Data extracts Block Start
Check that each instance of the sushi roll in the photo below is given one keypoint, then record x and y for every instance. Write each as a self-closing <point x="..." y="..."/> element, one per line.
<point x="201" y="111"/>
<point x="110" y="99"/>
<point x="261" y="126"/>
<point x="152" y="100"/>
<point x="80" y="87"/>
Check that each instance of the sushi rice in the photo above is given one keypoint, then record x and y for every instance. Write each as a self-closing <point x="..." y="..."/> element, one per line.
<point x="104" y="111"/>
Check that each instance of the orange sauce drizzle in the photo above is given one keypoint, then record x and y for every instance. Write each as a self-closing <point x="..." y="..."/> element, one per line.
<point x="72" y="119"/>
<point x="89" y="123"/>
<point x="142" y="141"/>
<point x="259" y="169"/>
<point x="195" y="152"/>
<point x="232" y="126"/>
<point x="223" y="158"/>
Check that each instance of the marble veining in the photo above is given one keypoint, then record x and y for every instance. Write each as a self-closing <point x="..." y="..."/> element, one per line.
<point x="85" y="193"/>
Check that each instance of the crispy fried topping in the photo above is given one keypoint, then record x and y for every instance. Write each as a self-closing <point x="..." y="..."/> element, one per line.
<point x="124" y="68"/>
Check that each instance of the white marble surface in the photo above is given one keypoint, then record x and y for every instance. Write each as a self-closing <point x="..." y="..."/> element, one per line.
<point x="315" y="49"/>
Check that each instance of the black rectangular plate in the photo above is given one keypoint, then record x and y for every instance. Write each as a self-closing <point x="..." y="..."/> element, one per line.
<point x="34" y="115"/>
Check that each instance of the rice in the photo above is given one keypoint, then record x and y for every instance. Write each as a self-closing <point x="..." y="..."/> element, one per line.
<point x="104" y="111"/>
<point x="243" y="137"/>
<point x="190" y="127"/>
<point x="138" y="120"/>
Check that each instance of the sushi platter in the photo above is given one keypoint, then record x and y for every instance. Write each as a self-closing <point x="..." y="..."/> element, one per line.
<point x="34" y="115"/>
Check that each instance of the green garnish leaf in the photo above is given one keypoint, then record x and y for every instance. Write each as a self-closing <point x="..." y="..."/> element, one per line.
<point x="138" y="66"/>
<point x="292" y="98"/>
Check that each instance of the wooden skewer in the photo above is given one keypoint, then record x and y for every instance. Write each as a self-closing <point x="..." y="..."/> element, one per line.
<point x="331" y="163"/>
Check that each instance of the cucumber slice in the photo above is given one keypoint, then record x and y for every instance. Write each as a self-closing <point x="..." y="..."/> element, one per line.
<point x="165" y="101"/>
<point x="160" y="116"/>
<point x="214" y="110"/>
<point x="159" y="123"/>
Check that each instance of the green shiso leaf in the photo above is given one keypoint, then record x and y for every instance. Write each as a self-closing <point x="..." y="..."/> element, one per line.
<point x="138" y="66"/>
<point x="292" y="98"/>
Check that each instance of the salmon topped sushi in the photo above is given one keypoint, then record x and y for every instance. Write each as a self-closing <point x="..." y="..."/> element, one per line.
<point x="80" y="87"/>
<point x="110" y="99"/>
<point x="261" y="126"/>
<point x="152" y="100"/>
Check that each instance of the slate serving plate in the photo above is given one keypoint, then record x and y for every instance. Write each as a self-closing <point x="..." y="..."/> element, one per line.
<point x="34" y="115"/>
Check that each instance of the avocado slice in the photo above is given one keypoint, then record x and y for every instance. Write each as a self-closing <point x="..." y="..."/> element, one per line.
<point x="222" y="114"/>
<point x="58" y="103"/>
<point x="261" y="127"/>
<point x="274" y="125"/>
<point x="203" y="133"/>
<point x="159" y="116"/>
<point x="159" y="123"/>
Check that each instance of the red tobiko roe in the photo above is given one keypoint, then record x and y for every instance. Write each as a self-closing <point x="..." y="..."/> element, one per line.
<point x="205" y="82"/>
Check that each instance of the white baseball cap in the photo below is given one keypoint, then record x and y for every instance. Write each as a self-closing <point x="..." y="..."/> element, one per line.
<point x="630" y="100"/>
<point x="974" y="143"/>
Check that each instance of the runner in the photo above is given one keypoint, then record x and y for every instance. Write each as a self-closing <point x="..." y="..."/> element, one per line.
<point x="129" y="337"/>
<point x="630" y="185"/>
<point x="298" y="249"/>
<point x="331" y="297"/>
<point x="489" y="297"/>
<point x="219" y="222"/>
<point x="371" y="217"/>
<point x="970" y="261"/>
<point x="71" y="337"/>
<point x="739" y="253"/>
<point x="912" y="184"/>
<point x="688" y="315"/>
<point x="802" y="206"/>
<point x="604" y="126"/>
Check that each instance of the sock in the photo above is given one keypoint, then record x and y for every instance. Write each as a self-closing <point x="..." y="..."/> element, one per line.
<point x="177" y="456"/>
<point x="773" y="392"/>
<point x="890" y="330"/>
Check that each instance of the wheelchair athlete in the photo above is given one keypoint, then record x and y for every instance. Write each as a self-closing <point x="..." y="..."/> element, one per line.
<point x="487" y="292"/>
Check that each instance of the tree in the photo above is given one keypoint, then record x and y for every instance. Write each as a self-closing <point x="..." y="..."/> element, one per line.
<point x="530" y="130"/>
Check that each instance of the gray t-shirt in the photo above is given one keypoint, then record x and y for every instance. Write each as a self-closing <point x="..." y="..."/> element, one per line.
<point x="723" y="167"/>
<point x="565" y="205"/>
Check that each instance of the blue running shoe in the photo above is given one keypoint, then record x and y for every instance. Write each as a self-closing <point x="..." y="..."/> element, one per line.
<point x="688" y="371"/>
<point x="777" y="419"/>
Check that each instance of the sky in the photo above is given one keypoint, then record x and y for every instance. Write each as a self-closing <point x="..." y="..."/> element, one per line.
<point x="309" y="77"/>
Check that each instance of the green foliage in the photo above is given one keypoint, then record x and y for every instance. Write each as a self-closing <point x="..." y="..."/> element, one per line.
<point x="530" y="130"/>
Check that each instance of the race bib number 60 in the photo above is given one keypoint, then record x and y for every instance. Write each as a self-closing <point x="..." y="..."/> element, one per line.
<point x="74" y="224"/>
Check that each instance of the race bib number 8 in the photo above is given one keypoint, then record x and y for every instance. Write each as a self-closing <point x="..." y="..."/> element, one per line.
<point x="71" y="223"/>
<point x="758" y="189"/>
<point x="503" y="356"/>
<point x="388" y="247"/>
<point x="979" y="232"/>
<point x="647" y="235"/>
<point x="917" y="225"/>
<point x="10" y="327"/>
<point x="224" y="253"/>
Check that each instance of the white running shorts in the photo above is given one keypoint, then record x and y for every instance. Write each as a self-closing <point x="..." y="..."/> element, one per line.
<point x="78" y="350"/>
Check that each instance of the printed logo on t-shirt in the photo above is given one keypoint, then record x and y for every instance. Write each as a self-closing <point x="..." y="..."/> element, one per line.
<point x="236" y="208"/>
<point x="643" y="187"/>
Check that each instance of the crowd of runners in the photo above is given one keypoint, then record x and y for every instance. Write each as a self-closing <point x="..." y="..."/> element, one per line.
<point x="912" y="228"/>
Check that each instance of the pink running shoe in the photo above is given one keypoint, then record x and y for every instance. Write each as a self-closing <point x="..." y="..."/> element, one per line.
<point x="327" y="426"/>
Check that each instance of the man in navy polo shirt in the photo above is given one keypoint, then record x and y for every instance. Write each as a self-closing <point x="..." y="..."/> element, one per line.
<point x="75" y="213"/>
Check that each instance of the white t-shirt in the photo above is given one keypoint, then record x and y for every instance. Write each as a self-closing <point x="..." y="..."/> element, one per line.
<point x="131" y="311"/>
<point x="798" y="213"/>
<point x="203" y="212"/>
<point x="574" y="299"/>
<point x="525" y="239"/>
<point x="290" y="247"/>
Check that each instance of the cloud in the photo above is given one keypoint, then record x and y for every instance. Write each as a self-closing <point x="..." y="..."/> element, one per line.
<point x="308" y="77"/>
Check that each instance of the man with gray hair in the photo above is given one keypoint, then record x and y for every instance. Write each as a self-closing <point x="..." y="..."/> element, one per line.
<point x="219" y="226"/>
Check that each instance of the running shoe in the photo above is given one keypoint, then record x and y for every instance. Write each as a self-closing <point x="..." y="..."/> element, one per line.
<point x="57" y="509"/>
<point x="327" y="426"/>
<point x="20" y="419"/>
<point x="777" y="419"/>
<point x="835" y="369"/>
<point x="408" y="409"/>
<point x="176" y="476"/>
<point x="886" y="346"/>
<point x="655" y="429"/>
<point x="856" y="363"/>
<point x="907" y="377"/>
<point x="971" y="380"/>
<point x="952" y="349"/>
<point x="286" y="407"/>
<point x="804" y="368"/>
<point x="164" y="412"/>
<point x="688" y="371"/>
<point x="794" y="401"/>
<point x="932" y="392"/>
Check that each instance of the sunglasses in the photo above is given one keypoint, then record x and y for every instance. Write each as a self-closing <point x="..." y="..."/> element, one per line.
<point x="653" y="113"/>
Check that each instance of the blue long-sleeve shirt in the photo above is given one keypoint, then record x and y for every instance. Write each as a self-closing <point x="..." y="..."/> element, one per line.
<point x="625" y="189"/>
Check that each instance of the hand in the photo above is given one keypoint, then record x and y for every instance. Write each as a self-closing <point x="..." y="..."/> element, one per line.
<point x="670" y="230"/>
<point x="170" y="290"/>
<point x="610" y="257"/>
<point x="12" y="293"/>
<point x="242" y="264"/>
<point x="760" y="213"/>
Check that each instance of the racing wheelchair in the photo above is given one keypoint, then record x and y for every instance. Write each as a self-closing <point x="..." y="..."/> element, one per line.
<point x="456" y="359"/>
Data extracts Block End
### Aim of the exercise
All lines from the one containing "Check that each instance of the racing" to the end of the data above are to be set down exactly; no others belong in the answer.

### Response area
Check that each instance of the racing wheelchair in the photo above is given one keypoint, then record x and y for every instance. Write each as a self-closing <point x="..." y="..."/> element, one per line.
<point x="456" y="359"/>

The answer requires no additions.